» DESCRIPTION OF THE TASK
Select every line of the records that contains the word "dirt", matching case exactly.

------------

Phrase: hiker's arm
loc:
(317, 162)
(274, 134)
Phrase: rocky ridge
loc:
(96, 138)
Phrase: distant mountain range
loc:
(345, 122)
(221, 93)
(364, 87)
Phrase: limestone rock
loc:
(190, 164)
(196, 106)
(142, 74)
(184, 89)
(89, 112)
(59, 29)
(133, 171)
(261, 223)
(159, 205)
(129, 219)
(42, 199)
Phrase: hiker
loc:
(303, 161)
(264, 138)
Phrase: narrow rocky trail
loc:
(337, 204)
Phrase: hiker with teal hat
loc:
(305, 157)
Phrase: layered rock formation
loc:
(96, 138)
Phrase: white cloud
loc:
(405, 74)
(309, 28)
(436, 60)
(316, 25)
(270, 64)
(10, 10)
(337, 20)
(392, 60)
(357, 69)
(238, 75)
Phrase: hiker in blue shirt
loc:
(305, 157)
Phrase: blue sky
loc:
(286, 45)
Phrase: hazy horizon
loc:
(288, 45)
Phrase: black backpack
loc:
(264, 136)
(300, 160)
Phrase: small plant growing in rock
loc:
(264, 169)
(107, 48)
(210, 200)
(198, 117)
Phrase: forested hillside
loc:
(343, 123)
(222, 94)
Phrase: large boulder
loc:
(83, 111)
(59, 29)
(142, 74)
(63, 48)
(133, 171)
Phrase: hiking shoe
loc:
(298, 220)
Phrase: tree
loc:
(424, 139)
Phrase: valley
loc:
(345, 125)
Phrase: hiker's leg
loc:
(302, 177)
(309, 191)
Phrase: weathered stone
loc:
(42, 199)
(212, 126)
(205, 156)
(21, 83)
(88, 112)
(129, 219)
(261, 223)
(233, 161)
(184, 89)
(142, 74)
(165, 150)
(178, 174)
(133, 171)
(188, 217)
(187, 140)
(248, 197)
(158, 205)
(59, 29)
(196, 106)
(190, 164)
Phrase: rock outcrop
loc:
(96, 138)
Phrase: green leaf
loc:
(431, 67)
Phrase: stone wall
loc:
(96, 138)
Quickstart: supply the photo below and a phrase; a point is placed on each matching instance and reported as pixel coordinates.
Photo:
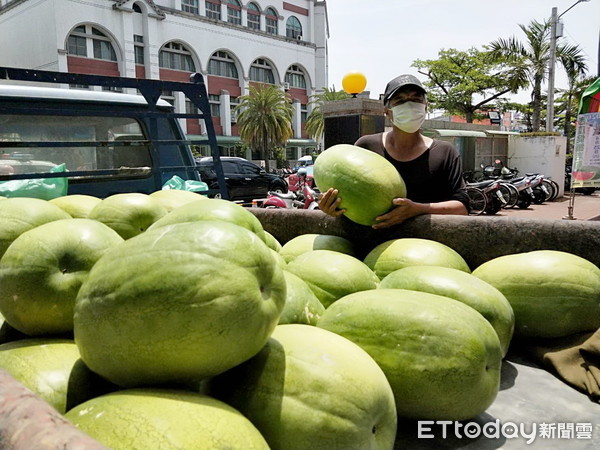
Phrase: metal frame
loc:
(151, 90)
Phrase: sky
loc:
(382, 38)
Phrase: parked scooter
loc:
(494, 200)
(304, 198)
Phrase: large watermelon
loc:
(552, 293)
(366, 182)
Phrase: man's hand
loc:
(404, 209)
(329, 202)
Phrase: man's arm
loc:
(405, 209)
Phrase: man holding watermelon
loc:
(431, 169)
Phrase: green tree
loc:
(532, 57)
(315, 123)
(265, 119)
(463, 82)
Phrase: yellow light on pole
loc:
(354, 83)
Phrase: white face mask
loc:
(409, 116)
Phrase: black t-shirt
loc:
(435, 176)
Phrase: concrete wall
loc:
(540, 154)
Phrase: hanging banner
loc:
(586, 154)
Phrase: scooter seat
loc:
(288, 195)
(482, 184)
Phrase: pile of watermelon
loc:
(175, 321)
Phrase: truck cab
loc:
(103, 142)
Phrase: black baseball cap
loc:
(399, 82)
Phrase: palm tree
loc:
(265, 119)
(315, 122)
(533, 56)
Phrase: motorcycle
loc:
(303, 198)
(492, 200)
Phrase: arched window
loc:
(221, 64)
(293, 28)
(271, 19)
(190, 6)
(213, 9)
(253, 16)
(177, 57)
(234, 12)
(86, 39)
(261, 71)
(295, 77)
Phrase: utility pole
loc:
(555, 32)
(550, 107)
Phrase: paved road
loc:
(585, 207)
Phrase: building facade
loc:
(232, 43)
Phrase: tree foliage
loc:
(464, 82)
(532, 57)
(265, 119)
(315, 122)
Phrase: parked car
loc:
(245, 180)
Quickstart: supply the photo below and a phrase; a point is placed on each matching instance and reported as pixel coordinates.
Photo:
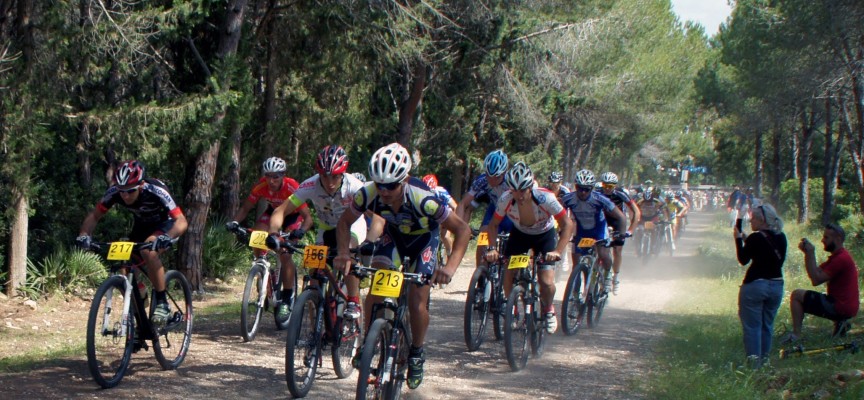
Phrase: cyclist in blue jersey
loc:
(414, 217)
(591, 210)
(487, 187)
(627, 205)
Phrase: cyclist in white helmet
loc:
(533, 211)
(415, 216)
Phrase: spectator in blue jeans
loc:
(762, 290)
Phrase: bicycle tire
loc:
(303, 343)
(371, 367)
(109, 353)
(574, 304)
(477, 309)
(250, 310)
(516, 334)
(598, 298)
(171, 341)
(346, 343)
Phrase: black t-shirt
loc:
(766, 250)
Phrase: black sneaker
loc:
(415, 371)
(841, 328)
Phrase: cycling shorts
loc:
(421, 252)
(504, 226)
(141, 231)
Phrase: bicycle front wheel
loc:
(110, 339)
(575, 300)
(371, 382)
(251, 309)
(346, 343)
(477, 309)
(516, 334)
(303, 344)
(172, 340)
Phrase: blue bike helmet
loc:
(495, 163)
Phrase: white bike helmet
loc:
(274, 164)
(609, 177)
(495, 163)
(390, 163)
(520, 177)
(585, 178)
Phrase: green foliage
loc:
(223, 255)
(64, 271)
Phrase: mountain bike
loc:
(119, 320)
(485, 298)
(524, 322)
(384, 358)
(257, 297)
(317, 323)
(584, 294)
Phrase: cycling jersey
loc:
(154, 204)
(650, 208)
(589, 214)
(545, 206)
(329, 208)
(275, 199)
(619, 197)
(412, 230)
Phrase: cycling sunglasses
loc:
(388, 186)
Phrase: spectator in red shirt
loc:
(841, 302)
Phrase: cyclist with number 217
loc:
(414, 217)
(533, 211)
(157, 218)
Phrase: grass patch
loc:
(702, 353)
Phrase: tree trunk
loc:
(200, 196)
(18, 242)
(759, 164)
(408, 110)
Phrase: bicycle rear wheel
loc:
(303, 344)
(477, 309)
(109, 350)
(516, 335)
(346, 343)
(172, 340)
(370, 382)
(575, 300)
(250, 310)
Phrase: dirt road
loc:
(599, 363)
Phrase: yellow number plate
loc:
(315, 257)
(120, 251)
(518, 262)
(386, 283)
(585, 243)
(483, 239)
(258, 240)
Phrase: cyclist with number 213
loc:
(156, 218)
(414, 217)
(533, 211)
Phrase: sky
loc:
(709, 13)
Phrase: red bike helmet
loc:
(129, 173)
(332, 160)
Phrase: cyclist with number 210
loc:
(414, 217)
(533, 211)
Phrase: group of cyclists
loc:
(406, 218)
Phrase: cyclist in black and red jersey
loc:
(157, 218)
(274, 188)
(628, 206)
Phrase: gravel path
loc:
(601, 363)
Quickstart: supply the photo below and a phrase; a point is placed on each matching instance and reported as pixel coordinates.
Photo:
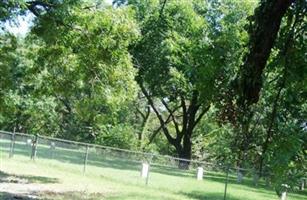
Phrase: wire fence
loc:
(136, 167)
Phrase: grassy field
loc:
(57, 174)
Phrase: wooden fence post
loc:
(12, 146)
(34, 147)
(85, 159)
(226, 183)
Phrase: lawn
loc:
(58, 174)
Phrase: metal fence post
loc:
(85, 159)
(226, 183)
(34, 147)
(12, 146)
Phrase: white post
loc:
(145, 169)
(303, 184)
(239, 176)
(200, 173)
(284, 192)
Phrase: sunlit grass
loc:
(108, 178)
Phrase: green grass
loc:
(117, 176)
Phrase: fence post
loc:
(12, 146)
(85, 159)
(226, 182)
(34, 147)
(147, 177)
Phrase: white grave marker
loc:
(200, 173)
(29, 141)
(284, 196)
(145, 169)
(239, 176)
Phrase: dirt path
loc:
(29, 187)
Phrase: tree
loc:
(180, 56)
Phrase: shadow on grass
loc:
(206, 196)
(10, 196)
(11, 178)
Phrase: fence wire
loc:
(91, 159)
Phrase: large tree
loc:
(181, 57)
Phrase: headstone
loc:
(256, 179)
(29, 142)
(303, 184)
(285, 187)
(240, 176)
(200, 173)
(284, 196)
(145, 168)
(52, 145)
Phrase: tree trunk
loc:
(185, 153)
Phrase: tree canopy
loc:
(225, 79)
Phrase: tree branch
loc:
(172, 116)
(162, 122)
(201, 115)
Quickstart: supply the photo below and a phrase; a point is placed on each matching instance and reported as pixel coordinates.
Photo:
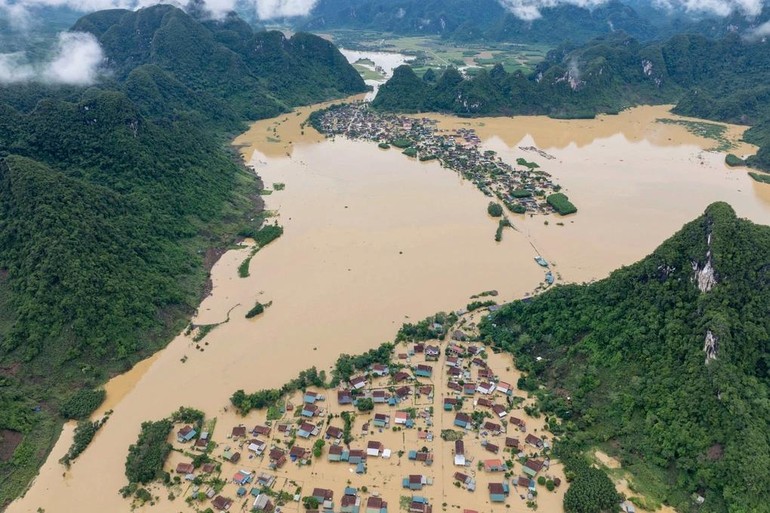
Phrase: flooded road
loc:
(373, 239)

------------

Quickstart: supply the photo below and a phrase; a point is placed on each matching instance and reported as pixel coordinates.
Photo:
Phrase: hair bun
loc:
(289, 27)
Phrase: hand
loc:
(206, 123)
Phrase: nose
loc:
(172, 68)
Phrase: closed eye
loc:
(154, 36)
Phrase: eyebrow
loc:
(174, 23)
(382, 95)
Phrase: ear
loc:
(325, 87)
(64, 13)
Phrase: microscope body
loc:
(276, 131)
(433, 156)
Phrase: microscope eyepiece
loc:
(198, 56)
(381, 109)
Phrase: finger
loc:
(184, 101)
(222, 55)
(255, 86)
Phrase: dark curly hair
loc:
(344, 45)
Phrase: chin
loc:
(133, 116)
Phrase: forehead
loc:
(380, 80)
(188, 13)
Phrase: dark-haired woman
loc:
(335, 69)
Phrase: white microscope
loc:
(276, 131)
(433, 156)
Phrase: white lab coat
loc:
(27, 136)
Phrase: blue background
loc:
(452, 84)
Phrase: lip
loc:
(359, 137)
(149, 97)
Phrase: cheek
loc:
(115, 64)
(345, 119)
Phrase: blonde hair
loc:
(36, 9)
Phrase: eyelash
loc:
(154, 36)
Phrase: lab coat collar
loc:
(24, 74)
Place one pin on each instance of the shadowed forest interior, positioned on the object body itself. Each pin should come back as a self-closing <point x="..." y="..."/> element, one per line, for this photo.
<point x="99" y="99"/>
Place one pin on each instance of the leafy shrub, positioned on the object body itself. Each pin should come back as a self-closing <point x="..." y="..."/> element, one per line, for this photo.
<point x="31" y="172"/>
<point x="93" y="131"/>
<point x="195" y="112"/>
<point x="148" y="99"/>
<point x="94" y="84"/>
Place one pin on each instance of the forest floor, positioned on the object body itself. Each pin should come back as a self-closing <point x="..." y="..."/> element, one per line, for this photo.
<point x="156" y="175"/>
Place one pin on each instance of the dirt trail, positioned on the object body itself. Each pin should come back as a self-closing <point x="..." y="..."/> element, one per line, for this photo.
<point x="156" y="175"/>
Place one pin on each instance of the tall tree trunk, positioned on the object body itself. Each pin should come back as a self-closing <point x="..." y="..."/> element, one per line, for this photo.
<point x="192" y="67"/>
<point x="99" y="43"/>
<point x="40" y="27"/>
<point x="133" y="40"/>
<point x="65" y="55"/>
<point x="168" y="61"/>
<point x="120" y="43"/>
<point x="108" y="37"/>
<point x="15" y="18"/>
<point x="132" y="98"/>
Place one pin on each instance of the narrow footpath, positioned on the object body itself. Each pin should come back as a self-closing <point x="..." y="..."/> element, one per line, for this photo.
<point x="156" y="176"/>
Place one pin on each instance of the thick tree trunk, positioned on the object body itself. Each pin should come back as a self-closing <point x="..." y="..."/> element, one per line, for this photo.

------------

» THE OUTPUT
Phrase: dirt road
Phrase: dirt path
Place one pin on each instance of the dirt trail, positioned on the object body itself. Each pin should come back as a self-closing <point x="..." y="..."/> element, one per line, for this photo.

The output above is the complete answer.